Task:
Transcribe the lines of the records starting with the one that has "Task: set one pin on each instance of the off-road" in it and ending with the last, and transcribe nothing else.
[Start Provided material]
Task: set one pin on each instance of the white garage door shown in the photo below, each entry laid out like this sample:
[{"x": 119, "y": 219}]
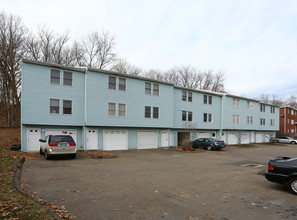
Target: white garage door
[
  {"x": 146, "y": 139},
  {"x": 92, "y": 139},
  {"x": 259, "y": 137},
  {"x": 164, "y": 139},
  {"x": 33, "y": 136},
  {"x": 245, "y": 137},
  {"x": 115, "y": 140},
  {"x": 72, "y": 133},
  {"x": 232, "y": 138},
  {"x": 203, "y": 135}
]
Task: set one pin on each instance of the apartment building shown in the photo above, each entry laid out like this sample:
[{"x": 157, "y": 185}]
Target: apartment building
[
  {"x": 106, "y": 110},
  {"x": 288, "y": 120}
]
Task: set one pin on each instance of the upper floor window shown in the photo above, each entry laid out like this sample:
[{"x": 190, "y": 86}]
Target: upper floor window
[
  {"x": 236, "y": 103},
  {"x": 147, "y": 111},
  {"x": 185, "y": 114},
  {"x": 250, "y": 105},
  {"x": 122, "y": 110},
  {"x": 156, "y": 89},
  {"x": 67, "y": 107},
  {"x": 54, "y": 106},
  {"x": 112, "y": 82},
  {"x": 187, "y": 95},
  {"x": 122, "y": 84},
  {"x": 207, "y": 99},
  {"x": 184, "y": 95},
  {"x": 55, "y": 77},
  {"x": 148, "y": 88},
  {"x": 67, "y": 78},
  {"x": 111, "y": 109},
  {"x": 207, "y": 117},
  {"x": 155, "y": 112},
  {"x": 151, "y": 86},
  {"x": 250, "y": 120},
  {"x": 236, "y": 119},
  {"x": 272, "y": 109}
]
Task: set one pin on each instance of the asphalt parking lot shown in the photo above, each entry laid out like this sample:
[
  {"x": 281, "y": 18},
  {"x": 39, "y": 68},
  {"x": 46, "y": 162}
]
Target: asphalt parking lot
[{"x": 165, "y": 184}]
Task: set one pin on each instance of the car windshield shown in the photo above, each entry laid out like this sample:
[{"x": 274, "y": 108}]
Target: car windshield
[{"x": 60, "y": 138}]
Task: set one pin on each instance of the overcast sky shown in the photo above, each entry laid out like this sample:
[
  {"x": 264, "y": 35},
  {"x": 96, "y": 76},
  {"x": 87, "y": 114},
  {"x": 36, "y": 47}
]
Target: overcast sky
[{"x": 254, "y": 42}]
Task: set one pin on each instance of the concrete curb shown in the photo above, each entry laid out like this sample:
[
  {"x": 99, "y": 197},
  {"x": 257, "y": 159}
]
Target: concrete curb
[{"x": 16, "y": 181}]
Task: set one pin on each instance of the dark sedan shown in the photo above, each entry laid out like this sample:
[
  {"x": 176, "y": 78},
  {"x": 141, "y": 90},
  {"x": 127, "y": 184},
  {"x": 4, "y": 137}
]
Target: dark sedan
[
  {"x": 208, "y": 144},
  {"x": 283, "y": 170}
]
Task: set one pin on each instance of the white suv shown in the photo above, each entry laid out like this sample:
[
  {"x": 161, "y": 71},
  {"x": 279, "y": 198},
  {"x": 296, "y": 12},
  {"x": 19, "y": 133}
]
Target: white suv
[{"x": 57, "y": 145}]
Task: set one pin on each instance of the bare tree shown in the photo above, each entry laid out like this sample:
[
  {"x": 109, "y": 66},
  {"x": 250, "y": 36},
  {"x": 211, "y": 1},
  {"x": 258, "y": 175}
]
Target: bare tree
[
  {"x": 47, "y": 46},
  {"x": 154, "y": 74},
  {"x": 99, "y": 50},
  {"x": 122, "y": 66},
  {"x": 292, "y": 101},
  {"x": 12, "y": 37},
  {"x": 189, "y": 77}
]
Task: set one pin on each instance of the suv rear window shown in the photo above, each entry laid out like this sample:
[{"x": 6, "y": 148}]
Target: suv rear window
[{"x": 60, "y": 138}]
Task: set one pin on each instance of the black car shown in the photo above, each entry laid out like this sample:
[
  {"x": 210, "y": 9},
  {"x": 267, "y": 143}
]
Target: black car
[
  {"x": 283, "y": 170},
  {"x": 208, "y": 144}
]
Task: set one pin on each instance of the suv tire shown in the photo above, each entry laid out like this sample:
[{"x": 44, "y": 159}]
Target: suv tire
[{"x": 292, "y": 184}]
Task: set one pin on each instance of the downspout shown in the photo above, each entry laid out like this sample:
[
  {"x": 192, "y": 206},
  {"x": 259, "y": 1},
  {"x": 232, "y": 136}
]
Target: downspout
[
  {"x": 222, "y": 116},
  {"x": 85, "y": 109},
  {"x": 285, "y": 121}
]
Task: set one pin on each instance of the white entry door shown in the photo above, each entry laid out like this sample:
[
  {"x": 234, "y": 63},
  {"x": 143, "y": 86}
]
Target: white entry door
[
  {"x": 33, "y": 136},
  {"x": 92, "y": 139},
  {"x": 146, "y": 139},
  {"x": 72, "y": 133},
  {"x": 115, "y": 140},
  {"x": 164, "y": 138}
]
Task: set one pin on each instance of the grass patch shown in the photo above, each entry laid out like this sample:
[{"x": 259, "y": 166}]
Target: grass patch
[{"x": 14, "y": 205}]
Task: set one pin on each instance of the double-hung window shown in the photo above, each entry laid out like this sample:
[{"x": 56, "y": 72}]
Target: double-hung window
[
  {"x": 148, "y": 88},
  {"x": 67, "y": 78},
  {"x": 155, "y": 89},
  {"x": 67, "y": 107},
  {"x": 112, "y": 82},
  {"x": 184, "y": 95},
  {"x": 122, "y": 110},
  {"x": 122, "y": 84},
  {"x": 111, "y": 109},
  {"x": 54, "y": 106},
  {"x": 155, "y": 112},
  {"x": 184, "y": 115},
  {"x": 147, "y": 111},
  {"x": 55, "y": 77}
]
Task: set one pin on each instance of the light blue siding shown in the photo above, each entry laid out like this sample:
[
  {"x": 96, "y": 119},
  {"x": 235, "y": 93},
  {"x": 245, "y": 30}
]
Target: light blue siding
[
  {"x": 98, "y": 97},
  {"x": 90, "y": 95},
  {"x": 37, "y": 92}
]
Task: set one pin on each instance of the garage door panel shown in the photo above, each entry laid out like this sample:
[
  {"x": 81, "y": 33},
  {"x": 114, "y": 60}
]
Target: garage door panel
[
  {"x": 259, "y": 137},
  {"x": 146, "y": 140},
  {"x": 92, "y": 139},
  {"x": 115, "y": 140},
  {"x": 232, "y": 138},
  {"x": 70, "y": 132},
  {"x": 33, "y": 136}
]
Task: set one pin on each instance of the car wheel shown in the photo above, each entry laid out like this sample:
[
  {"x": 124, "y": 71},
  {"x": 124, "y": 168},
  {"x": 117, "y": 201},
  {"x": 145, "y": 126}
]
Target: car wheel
[
  {"x": 47, "y": 157},
  {"x": 293, "y": 185},
  {"x": 209, "y": 147}
]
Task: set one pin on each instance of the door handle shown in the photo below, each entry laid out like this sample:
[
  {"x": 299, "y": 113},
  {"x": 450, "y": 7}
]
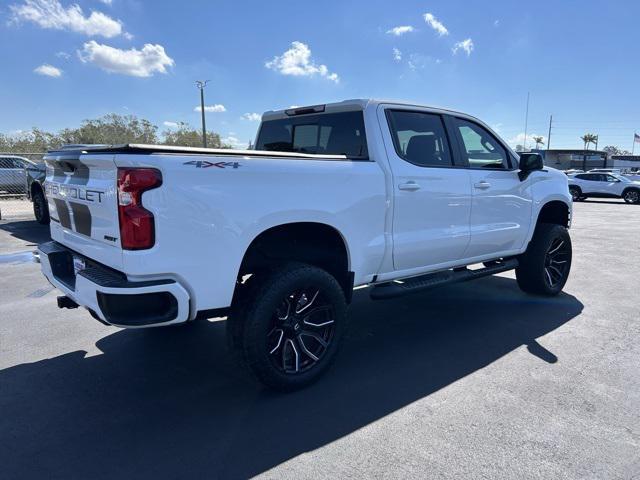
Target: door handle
[{"x": 409, "y": 186}]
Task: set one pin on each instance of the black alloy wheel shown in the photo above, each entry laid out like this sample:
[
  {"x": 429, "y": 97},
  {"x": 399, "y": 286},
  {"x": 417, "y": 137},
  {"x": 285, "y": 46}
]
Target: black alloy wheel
[{"x": 302, "y": 331}]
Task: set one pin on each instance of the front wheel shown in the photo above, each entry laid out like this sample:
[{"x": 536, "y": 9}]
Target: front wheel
[
  {"x": 293, "y": 325},
  {"x": 544, "y": 267},
  {"x": 631, "y": 196}
]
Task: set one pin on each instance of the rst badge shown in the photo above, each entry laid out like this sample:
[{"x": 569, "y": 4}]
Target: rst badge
[{"x": 207, "y": 164}]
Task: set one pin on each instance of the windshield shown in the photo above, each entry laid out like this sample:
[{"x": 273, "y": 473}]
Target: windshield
[{"x": 329, "y": 134}]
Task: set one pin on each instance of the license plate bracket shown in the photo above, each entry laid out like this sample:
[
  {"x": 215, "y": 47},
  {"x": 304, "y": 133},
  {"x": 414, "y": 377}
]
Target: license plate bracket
[{"x": 78, "y": 264}]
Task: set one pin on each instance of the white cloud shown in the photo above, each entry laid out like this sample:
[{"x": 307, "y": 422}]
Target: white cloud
[
  {"x": 136, "y": 63},
  {"x": 297, "y": 62},
  {"x": 400, "y": 30},
  {"x": 252, "y": 117},
  {"x": 436, "y": 24},
  {"x": 234, "y": 142},
  {"x": 465, "y": 45},
  {"x": 48, "y": 71},
  {"x": 217, "y": 108},
  {"x": 519, "y": 139},
  {"x": 50, "y": 14}
]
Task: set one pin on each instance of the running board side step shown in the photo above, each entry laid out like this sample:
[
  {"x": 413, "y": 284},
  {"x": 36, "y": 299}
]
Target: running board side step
[{"x": 398, "y": 288}]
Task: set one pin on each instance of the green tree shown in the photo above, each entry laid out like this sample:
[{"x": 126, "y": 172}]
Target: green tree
[
  {"x": 613, "y": 150},
  {"x": 186, "y": 136},
  {"x": 589, "y": 138},
  {"x": 112, "y": 129}
]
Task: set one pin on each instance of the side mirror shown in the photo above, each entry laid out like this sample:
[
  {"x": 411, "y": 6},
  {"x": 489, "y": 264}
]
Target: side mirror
[{"x": 529, "y": 162}]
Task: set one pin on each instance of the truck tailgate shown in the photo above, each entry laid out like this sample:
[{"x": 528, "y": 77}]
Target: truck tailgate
[{"x": 81, "y": 190}]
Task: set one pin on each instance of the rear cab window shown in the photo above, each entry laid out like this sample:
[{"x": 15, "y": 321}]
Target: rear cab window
[{"x": 340, "y": 133}]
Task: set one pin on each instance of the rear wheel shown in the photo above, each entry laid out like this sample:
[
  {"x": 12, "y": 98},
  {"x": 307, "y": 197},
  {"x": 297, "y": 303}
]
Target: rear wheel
[
  {"x": 292, "y": 327},
  {"x": 631, "y": 196},
  {"x": 576, "y": 193},
  {"x": 40, "y": 207},
  {"x": 544, "y": 267}
]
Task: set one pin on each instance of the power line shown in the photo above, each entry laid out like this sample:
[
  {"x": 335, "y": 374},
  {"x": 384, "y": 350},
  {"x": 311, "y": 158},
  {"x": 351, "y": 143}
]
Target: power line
[{"x": 201, "y": 84}]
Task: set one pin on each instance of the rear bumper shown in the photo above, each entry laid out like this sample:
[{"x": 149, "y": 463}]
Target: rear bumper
[{"x": 109, "y": 295}]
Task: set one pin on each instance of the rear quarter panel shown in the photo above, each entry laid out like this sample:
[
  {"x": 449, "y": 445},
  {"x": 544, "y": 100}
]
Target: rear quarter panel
[
  {"x": 548, "y": 186},
  {"x": 207, "y": 215}
]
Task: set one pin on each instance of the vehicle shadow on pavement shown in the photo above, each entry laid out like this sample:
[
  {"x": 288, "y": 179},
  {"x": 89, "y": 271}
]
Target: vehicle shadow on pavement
[
  {"x": 171, "y": 403},
  {"x": 27, "y": 230}
]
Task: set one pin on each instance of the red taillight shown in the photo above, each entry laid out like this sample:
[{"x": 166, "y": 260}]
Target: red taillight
[{"x": 137, "y": 229}]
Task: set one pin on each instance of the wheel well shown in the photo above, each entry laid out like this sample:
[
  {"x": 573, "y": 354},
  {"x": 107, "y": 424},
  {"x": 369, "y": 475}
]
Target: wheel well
[
  {"x": 555, "y": 212},
  {"x": 308, "y": 242}
]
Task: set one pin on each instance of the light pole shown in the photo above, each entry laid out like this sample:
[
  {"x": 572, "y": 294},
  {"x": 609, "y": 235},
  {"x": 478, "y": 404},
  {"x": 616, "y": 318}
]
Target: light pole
[{"x": 201, "y": 84}]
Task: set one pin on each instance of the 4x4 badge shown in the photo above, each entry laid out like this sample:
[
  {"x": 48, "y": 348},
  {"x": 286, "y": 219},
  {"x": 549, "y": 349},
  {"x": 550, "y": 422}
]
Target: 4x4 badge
[{"x": 206, "y": 164}]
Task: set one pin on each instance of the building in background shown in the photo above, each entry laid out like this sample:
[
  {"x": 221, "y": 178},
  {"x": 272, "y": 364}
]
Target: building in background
[
  {"x": 626, "y": 162},
  {"x": 565, "y": 159}
]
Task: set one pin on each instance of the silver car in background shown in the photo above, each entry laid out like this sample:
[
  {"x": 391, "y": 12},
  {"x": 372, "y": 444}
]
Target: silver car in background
[{"x": 13, "y": 179}]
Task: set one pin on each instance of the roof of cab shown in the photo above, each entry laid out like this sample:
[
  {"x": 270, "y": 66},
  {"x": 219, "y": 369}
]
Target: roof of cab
[{"x": 354, "y": 104}]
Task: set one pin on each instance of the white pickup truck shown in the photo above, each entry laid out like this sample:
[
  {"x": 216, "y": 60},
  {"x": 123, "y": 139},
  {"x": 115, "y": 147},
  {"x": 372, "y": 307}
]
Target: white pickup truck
[{"x": 396, "y": 196}]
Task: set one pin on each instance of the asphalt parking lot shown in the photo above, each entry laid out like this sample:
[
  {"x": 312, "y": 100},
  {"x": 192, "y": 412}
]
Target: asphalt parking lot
[{"x": 474, "y": 380}]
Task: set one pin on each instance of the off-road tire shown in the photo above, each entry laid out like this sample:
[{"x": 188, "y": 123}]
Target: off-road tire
[
  {"x": 537, "y": 272},
  {"x": 258, "y": 314},
  {"x": 631, "y": 195}
]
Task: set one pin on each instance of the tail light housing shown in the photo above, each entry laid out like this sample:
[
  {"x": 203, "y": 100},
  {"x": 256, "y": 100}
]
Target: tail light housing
[{"x": 137, "y": 225}]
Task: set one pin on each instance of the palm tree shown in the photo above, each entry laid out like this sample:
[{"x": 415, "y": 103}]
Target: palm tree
[
  {"x": 587, "y": 138},
  {"x": 539, "y": 141}
]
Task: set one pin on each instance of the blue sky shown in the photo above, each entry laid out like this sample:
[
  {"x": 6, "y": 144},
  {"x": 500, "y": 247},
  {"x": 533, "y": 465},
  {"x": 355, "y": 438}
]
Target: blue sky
[{"x": 64, "y": 62}]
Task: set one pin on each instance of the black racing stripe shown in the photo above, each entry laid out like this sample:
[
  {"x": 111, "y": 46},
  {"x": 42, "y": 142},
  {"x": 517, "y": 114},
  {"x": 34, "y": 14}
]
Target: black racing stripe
[End Provided material]
Exercise response:
Task: set one pin on each instance of the off-road tire shown in the photo above, each entry laid out like this sample:
[{"x": 188, "y": 123}]
Target: off-road tire
[
  {"x": 537, "y": 272},
  {"x": 258, "y": 314},
  {"x": 631, "y": 195}
]
Task: set one pin on each instance of the tail light housing shown in the photo above, each entry laid out like this sample:
[
  {"x": 203, "y": 100},
  {"x": 256, "y": 100}
]
Target: tail light housing
[{"x": 137, "y": 225}]
Task: set one pin on each instance of the palm tree shown in the photo above, each entry laid out like this sample:
[{"x": 415, "y": 103}]
Target: palm tree
[
  {"x": 587, "y": 138},
  {"x": 539, "y": 141}
]
Task: set one pin on each instance of the blue sky shown in the photo above, each entry laid out like this sample:
[
  {"x": 6, "y": 144},
  {"x": 500, "y": 247},
  {"x": 533, "y": 465},
  {"x": 355, "y": 438}
]
Target: blue sky
[{"x": 64, "y": 62}]
Task: set one pin on each instance of the black racing stripe shown in the photo above, each entry laid out like this sample:
[
  {"x": 111, "y": 46},
  {"x": 42, "y": 142},
  {"x": 517, "y": 114},
  {"x": 34, "y": 14}
]
Target: black racing stripe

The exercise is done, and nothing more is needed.